Recovery will be regionally driven. Dates will not be concrete. Early indicators at local level:
a. Flattening of the curve (number of positive cases and deaths).
b. Availability of adequate COVID-19 testing.
c. Shelter-in-place orders being lifted.
d. Institutions allowing external parties to visit.
e. Physical signs in communities (opening of banks, restaurants, businesses, etc.).
f. Feedback from sites (patient coming back for standard of care, elective procedures restarting).
Sites are not likely to be ready to restart at the same time. It will be different for different sites, which is why open communication with sites is key.
This will not be a one size fits all approach.
Step 1: Plan for restarting your studies – assess clinical supplies, regulatory impact, data flow, patient population, geography, remote monitoring and visits, local conditions and global trends.
Step 2: Set Priorities – expect relatively slow, localized restarts.
Step 3: Set Trigger Points – know the steps you’ll need to take globally and locally when you start seeing early indicators of recovery.
Step 4: Take Action – when you reach the trigger points, take action to restarting your studies. Remember that communication and transparency among the site, sponsor and CRO are critical.
Step 5: Measure, Adjust and Move – determine how to measure whether or not plans are working. Have flexibility to adjust the plan. Create robust backup plans. Communicate openly regarding changes.
a. Will we return to a “new and improved normal?”
b. Will there be an increased acceptance of new ideas (risk-based approaches, digital tools, telemedicine, etc.)?
c. Will there be an increase in virtual/decentralized trials?
d. Will there be a move to remote site management and site monitoring?
e. Will there be an increase in direct-to-patient trials, investigational product and clinical supplies?
f. Increased focus on the need for flexibility.
g. Increased focus on burdens to study subject.
Good communication across the parties is key to handling current studies appropriately and to work for future studies. Now is the time to plan ahead and to be thoughtful in doing so.

# # #

• _INSTRUCTIONS TO FOLLOW_: Reproduce the passage of the text on restarting clinical studies between "a. Will we return" and "to study subject.", inclusive.

# # #

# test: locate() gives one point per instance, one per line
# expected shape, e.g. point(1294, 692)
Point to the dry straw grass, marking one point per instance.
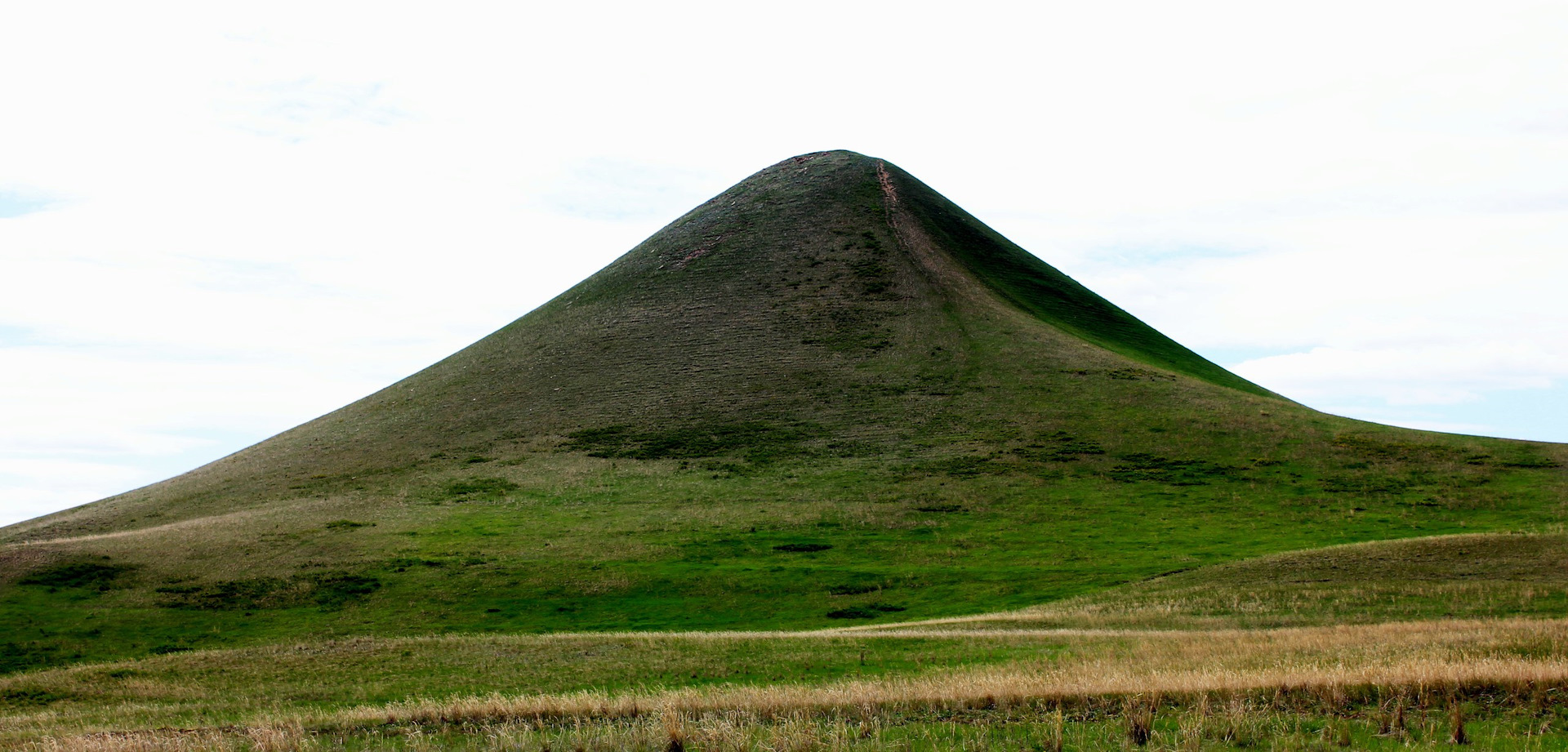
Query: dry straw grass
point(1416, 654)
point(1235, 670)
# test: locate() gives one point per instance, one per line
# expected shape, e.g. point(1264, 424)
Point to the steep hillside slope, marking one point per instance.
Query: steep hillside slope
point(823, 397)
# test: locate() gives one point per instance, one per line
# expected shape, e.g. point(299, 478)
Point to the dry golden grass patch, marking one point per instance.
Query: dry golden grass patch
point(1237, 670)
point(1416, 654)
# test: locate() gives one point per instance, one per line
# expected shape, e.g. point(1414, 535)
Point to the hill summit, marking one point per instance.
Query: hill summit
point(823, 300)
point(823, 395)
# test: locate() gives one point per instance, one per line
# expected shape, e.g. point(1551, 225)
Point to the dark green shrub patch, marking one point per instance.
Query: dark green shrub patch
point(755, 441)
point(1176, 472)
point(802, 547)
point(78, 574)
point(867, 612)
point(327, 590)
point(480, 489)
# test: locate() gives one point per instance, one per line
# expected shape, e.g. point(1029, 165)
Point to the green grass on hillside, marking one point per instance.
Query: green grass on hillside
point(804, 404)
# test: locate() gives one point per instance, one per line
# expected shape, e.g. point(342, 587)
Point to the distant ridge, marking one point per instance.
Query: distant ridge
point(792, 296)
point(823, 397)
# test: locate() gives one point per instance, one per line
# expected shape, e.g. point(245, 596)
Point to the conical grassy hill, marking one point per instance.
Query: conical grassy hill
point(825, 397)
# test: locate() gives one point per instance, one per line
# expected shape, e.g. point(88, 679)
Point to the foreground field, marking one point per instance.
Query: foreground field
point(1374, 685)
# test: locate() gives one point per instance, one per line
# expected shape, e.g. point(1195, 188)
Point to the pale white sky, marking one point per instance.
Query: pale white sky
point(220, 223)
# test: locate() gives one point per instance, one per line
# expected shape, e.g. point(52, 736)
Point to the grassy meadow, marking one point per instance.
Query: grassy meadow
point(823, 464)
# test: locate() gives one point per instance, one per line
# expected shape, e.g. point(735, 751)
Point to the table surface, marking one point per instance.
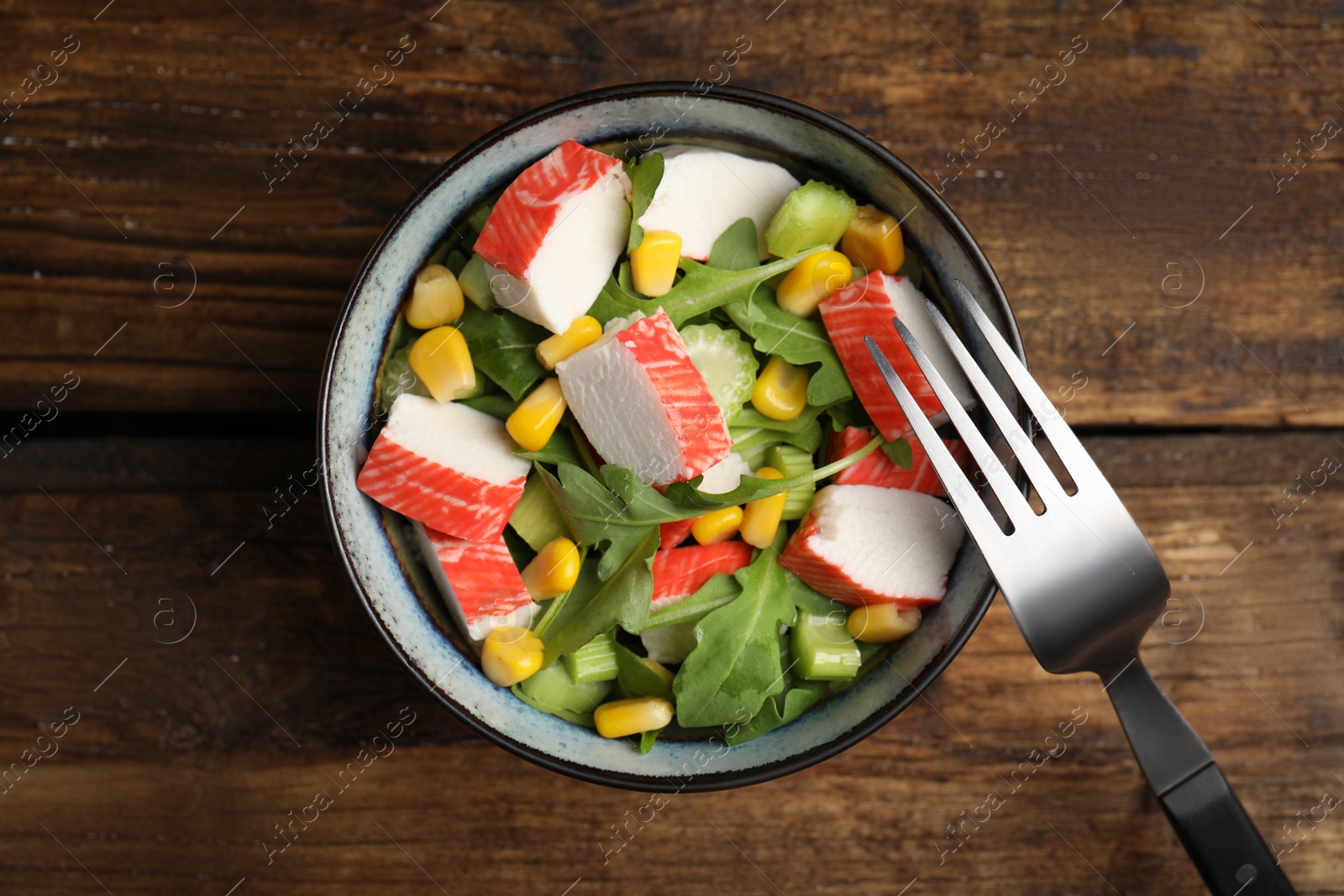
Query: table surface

# # #

• _SOLUTION TO THE EXERCISE_:
a. Will we return to a “new and improved normal?”
b. Will there be an increased acceptance of new ideas (risk-based approaches, digital tools, telemedicine, etc.)?
c. Will there be an increase in virtual/decentralized trials?
d. Will there be a move to remote site management and site monitoring?
e. Will there be an increase in direct-to-patient trials, investigational product and clinical supplies?
f. Increased focus on the need for flexibility.
g. Increased focus on burdens to study subject.